Reproduce the material between the lines holding "tag: **pavement**" and "M3 88L65 88L67 71L61 55L46 55L31 64L2 73Z", inclusive, changing "sample output" to "example output" and keeping everything else as it is. Omit the pictures from your answer.

## Start

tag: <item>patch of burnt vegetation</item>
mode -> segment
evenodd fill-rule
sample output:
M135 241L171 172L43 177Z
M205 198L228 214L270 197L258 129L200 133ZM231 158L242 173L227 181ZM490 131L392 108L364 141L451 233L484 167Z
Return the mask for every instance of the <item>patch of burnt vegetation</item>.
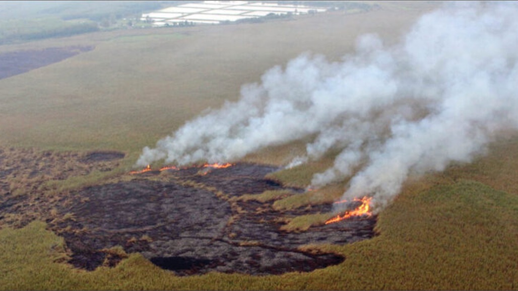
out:
M72 254L70 263L76 267L92 270L114 265L116 260L108 263L101 254L120 246L125 253L139 252L180 275L213 271L254 275L310 271L344 258L303 251L301 246L346 243L374 235L373 217L299 232L281 230L283 219L328 211L330 206L278 211L271 201L231 199L284 189L264 178L275 167L238 164L200 169L166 170L157 176L145 172L129 181L75 191L69 205L57 207L62 216L73 214L70 219L50 221L49 227L65 238Z
M126 155L123 152L114 151L98 151L91 152L84 155L80 161L82 163L96 163L123 158Z
M94 48L90 46L75 46L0 53L0 79L45 67Z
M54 218L55 206L67 202L67 193L49 195L55 190L49 181L85 176L119 165L119 161L113 159L84 163L84 157L74 152L0 149L0 227L21 227L35 219Z

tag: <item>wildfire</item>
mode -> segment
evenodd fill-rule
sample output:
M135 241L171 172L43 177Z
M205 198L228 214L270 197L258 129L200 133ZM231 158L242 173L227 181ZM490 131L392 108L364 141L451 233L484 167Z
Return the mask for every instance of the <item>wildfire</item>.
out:
M234 166L234 164L231 164L229 163L227 163L226 164L218 164L217 163L214 163L214 164L205 164L202 166L202 168L212 168L214 169L223 169L224 168L228 168ZM165 167L162 167L160 168L160 171L161 172L162 171L165 171L166 170L179 170L180 169L187 169L186 168L178 168L175 166L167 166ZM151 166L148 165L147 167L144 168L142 170L139 171L132 171L130 172L130 174L141 174L142 173L145 173L146 172L149 172L151 170ZM204 172L203 174L206 174L208 172Z
M231 164L229 163L227 163L226 164L218 164L217 163L214 163L214 164L205 164L203 165L204 168L214 168L215 169L223 169L224 168L228 168L229 167L232 167L234 166L234 164Z
M149 171L151 171L151 166L150 166L149 165L148 165L147 167L146 167L146 168L144 168L143 169L142 169L142 170L140 170L140 171L132 171L130 172L130 173L131 174L141 174L142 173L145 173L146 172L149 172Z
M330 223L338 222L339 221L341 221L344 219L347 219L352 216L359 216L364 215L370 216L372 215L372 213L370 212L370 201L371 200L372 200L372 197L368 197L367 196L365 196L362 199L354 198L354 201L361 201L362 202L362 205L358 207L356 207L353 210L346 211L346 213L342 216L338 214L332 219L327 220L327 221L325 222L325 224L329 224ZM347 202L347 201L339 201L335 203L343 203L344 202Z
M178 170L178 168L174 166L169 166L167 167L162 167L160 168L160 171L165 171L166 170Z

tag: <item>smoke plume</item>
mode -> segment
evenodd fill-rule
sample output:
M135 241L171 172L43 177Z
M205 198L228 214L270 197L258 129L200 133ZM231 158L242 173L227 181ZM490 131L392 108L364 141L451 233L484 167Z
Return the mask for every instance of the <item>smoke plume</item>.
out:
M383 205L410 173L468 162L496 133L518 127L518 5L449 4L422 17L400 43L360 37L338 62L304 54L240 99L146 147L137 162L223 163L308 136L306 155L339 150L319 187L353 175L344 199Z

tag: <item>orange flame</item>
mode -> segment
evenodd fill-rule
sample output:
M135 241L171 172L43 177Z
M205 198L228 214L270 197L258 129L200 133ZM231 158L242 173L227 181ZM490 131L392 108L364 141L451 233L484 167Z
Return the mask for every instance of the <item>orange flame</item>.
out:
M362 199L354 198L354 201L361 201L362 205L353 210L346 211L346 213L342 216L338 214L332 219L327 220L325 222L325 224L329 224L330 223L338 222L339 221L341 221L352 216L359 216L361 215L368 215L370 216L372 215L372 213L370 212L370 201L371 200L372 200L372 197L368 197L367 196ZM346 202L346 200L339 201L338 203L343 203L343 202Z
M151 171L151 166L150 166L149 165L148 165L147 167L146 167L146 168L144 168L142 170L140 170L140 171L132 171L130 172L130 174L132 174L132 175L133 174L141 174L142 173L145 173L146 172L149 172L149 171Z
M234 164L231 164L229 163L227 163L226 164L218 164L217 163L214 163L214 164L205 164L203 165L204 168L214 168L215 169L223 169L224 168L228 168L229 167L232 167L234 166Z

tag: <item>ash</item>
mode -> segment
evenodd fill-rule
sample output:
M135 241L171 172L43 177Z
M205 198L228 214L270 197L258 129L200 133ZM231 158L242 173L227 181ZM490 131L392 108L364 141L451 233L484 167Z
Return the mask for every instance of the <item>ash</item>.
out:
M65 238L73 253L69 263L77 267L91 270L116 265L123 258L109 249L120 245L180 275L213 271L254 275L310 271L344 258L302 251L299 246L348 243L374 235L375 217L300 232L279 230L283 224L280 217L328 212L330 205L279 212L272 208L273 201L229 201L245 194L286 188L264 178L277 169L238 164L203 174L196 168L152 171L130 181L86 187L73 193L74 202L60 209L73 213L74 219L51 227ZM152 179L156 176L161 179Z

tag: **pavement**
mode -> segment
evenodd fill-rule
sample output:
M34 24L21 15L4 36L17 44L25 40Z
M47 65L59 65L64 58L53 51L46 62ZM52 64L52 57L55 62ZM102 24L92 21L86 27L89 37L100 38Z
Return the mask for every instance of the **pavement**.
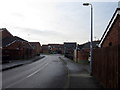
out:
M27 59L27 60L13 60L9 63L5 63L5 64L0 64L0 71L5 71L5 70L8 70L8 69L12 69L12 68L15 68L15 67L19 67L19 66L22 66L22 65L25 65L25 64L29 64L29 63L32 63L36 60L39 60L39 59L42 59L44 58L43 55L40 55L40 56L35 56L31 59Z
M36 62L33 62L36 61ZM90 75L89 65L78 64L62 55L38 57L21 67L2 72L3 88L102 88ZM20 65L18 63L17 65ZM10 66L10 65L9 65ZM12 66L12 64L11 64ZM15 66L15 64L13 64ZM5 66L4 66L5 67Z
M103 88L90 75L89 64L78 64L64 56L60 57L60 59L68 69L68 88Z

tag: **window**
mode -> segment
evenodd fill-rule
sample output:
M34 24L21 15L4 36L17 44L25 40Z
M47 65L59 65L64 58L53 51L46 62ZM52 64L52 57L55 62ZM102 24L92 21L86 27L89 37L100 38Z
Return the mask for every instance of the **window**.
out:
M109 43L109 46L112 46L112 42Z

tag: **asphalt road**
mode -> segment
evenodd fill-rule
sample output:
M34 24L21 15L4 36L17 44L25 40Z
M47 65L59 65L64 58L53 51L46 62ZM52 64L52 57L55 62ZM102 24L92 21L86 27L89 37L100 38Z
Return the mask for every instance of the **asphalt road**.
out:
M60 55L2 72L2 88L65 88L67 71Z

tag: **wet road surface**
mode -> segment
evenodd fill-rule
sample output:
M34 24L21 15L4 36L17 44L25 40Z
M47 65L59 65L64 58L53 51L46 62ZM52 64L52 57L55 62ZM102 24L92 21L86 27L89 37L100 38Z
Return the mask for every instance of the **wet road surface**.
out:
M3 88L65 88L67 71L61 55L46 55L31 64L2 73Z

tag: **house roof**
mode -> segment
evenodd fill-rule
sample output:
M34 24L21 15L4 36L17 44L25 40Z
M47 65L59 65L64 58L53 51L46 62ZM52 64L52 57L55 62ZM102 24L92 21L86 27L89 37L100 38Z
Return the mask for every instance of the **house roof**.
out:
M98 46L98 44L100 43L100 41L93 41L93 48L96 48ZM90 42L78 45L78 49L87 49L90 48Z
M12 43L16 42L16 41L24 41L27 42L26 40L17 37L17 36L11 36L11 37L6 37L2 39L2 47L7 47L9 45L11 45Z
M120 2L119 2L119 3L120 3ZM101 38L101 40L100 40L99 46L101 46L102 43L104 42L105 38L107 37L108 33L110 32L111 26L113 25L114 21L117 19L118 16L120 16L120 7L118 7L118 8L116 9L115 13L113 14L113 17L111 18L111 20L110 20L110 22L109 22L109 24L108 24L105 32L104 32L103 35L102 35L102 38Z

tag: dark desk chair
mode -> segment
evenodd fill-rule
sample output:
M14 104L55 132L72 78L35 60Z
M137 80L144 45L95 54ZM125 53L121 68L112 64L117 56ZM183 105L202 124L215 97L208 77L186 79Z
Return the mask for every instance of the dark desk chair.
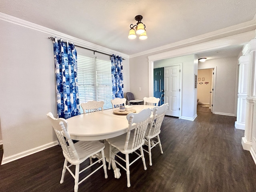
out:
M126 93L126 98L127 99L128 104L129 105L138 105L140 102L143 101L142 100L136 99L134 98L134 95L133 93L131 92L127 92Z

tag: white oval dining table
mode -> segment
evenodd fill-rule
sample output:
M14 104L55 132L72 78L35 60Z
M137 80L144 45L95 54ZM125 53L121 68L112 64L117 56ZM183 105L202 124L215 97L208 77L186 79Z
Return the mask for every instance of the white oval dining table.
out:
M132 105L136 112L144 109L151 108L150 105ZM71 139L81 141L95 141L112 138L127 132L128 121L126 115L113 113L113 109L88 113L74 116L67 119L68 130ZM106 160L108 162L109 145L105 142ZM115 178L121 176L120 169L114 161L111 161Z

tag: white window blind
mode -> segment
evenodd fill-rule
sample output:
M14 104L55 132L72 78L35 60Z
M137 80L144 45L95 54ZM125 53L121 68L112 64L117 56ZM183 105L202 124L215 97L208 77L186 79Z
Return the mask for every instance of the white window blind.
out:
M80 103L103 101L104 109L112 108L111 62L77 55L77 77ZM81 112L82 109L80 107Z

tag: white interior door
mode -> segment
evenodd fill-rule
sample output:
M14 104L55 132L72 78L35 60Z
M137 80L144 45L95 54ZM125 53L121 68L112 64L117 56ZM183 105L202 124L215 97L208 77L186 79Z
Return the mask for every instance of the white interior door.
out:
M210 92L210 108L211 109L211 112L212 112L212 92L213 92L213 83L214 83L214 69L212 69L212 88L211 89L211 92Z
M169 107L166 114L180 117L180 66L164 68L164 103Z

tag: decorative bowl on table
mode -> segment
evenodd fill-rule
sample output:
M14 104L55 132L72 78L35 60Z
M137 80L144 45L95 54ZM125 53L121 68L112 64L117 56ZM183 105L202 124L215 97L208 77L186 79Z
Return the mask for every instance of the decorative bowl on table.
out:
M119 107L119 111L125 111L125 106L120 106Z

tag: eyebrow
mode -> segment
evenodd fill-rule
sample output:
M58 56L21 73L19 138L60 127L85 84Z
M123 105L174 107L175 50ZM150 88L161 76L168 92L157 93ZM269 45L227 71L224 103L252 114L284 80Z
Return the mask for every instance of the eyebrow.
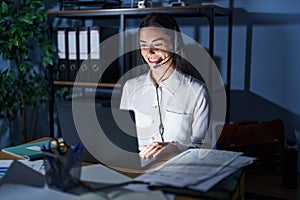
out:
M151 42L157 42L157 41L159 41L159 40L165 41L165 39L161 37L161 38L154 39L154 40L152 40ZM144 41L144 40L140 40L140 42L147 43L147 42Z

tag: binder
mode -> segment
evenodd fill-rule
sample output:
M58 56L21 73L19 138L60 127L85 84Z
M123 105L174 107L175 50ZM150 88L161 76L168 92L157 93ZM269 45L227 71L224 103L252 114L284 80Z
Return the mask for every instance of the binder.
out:
M68 28L68 81L75 81L78 62L77 62L77 28Z
M119 33L119 29L115 27L101 27L101 42L105 41L109 37L112 37ZM119 80L121 73L119 67L119 59L112 61L111 51L120 52L120 38L115 37L114 40L110 40L109 47L103 45L100 49L101 66L102 66L102 77L101 81L105 83L115 83ZM123 63L122 63L123 64ZM103 71L106 66L105 71Z
M79 70L78 70L78 81L88 82L89 81L89 44L88 44L88 28L78 28L78 45L79 45Z
M101 63L100 63L100 27L89 28L89 81L100 82Z
M60 81L68 80L67 33L66 28L57 28L58 77Z

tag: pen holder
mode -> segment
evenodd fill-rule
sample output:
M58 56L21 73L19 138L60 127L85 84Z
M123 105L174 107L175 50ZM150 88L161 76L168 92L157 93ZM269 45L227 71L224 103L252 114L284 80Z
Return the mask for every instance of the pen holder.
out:
M80 183L81 151L69 150L66 154L43 151L45 176L50 188L68 190Z

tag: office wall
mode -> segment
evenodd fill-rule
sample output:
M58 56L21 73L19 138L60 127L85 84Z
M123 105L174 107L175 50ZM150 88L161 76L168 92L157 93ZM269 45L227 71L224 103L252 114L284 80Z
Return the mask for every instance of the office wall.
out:
M300 146L300 1L214 3L234 14L231 121L281 118Z

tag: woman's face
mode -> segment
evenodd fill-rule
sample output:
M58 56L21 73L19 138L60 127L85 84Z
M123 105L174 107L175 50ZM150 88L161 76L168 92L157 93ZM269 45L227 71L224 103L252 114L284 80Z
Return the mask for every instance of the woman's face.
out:
M171 37L163 29L158 27L142 28L140 30L140 46L141 54L151 69L162 63L169 66L172 62L172 59L169 59L173 54Z

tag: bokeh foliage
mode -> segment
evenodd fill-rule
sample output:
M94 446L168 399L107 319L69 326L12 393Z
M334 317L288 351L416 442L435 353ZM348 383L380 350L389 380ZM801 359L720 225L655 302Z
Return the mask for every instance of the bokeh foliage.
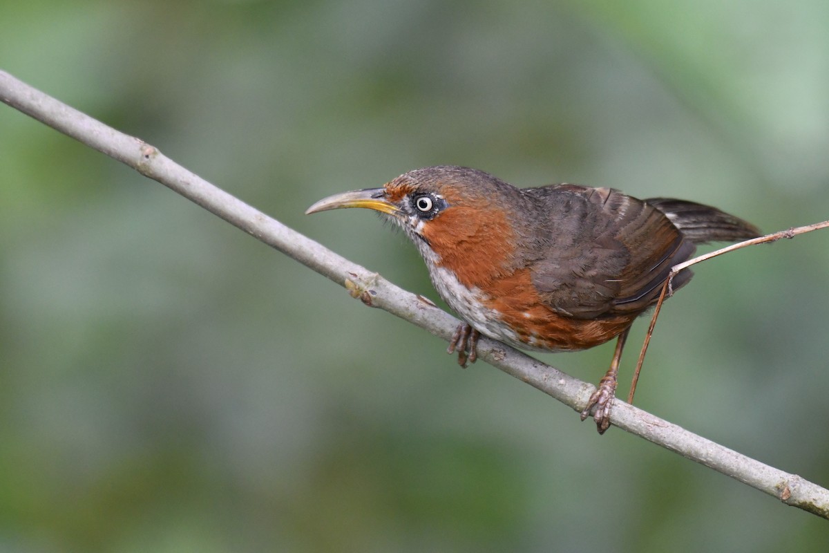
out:
M433 298L400 234L305 207L454 163L686 197L768 230L829 218L820 0L2 13L3 69ZM0 167L3 551L829 542L825 521L599 438L486 365L458 370L440 341L2 105ZM814 233L699 266L663 310L638 403L829 485L827 252ZM594 381L611 347L542 357Z

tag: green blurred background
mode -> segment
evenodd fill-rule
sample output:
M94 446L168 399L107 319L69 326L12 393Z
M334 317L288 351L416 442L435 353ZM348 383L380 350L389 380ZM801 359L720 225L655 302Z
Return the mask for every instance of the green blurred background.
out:
M304 209L453 163L768 231L829 218L825 0L0 10L3 69L432 298L402 235ZM0 167L2 551L826 551L826 521L458 370L4 105ZM827 251L822 231L700 265L638 404L829 485ZM612 347L541 358L595 382Z

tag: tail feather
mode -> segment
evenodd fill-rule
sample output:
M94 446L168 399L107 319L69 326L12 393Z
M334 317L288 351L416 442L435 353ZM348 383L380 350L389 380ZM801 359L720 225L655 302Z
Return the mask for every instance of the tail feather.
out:
M694 244L736 242L761 234L751 223L710 206L672 198L650 198L645 201L664 213Z

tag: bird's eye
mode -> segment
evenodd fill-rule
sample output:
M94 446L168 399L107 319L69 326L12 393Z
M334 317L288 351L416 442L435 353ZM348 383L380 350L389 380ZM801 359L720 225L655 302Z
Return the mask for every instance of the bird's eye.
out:
M428 196L421 196L414 199L414 207L421 213L429 213L434 206L434 202Z

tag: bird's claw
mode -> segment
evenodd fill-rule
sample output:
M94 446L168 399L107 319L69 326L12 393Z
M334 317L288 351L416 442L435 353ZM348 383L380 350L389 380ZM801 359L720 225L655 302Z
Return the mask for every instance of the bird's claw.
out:
M604 376L599 381L596 391L593 392L590 399L587 400L587 406L581 412L581 420L584 420L590 416L590 410L595 405L596 410L593 412L593 420L596 423L599 434L604 434L604 431L610 428L610 408L615 398L616 379Z
M479 337L481 337L481 332L466 323L462 323L458 325L452 338L449 339L449 347L446 348L446 352L452 354L457 351L458 364L465 369L467 361L474 363L478 361L478 339Z

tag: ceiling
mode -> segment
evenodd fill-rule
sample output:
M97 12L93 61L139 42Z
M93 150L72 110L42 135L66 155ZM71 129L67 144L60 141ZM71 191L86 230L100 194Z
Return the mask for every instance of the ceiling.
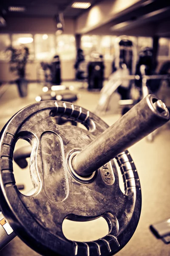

## End

EXERCISE ANSWER
tag: **pavement**
mode -> segment
evenodd fill-rule
example output:
M34 24L21 15L4 36L17 44L25 40Z
M47 65L59 65L64 58L53 51L46 62ZM52 64L52 57L55 62ZM102 24L92 21L86 27L89 37L100 38Z
Return the mask for every instance of the **pavement**.
out:
M27 59L27 60L13 60L9 63L5 63L5 64L0 64L0 71L5 71L5 70L8 70L8 69L12 69L12 68L15 68L15 67L19 67L19 66L22 66L22 65L25 65L25 64L29 64L29 63L32 63L36 60L39 60L39 59L42 59L44 58L43 55L40 55L40 56L35 56L31 59Z
M36 62L33 62L36 61ZM90 75L89 65L78 64L62 55L38 57L21 67L2 72L3 88L102 88ZM20 65L18 63L17 65ZM10 66L10 65L9 65ZM12 66L12 64L11 64ZM15 66L15 64L13 64ZM5 66L4 66L5 67Z
M103 88L90 75L89 64L78 64L64 56L60 57L60 59L68 69L68 88Z

tag: **window**
mode -> segment
evenodd fill-rule
example output:
M34 24L21 15L4 36L17 44L25 40Z
M47 65L59 65L64 58L53 51L46 62ZM52 64L52 57L55 62ZM102 24L92 21L86 27L89 37L100 38Z
Return the mask for every instance of the **window**.
out:
M109 43L109 46L112 46L112 42Z

tag: **asphalt road**
mode -> segment
evenodd fill-rule
example output:
M34 24L21 15L4 36L17 44L25 40Z
M47 65L59 65L64 58L53 51L46 62ZM52 64L52 57L55 62ZM102 24L92 21L86 27L89 37L100 38Z
Return the mask for every instance of the **asphalt road**.
out:
M60 55L2 72L2 88L65 88L67 71Z

tag: **wet road surface**
mode -> segment
evenodd fill-rule
example output:
M34 24L21 15L4 36L17 44L25 40Z
M47 65L59 65L64 58L53 51L46 62ZM52 64L52 57L55 62ZM102 24L92 21L86 27L89 37L100 38Z
Return the mask for every instance of the **wet road surface**.
out:
M3 88L65 88L67 71L61 55L46 55L31 64L2 73Z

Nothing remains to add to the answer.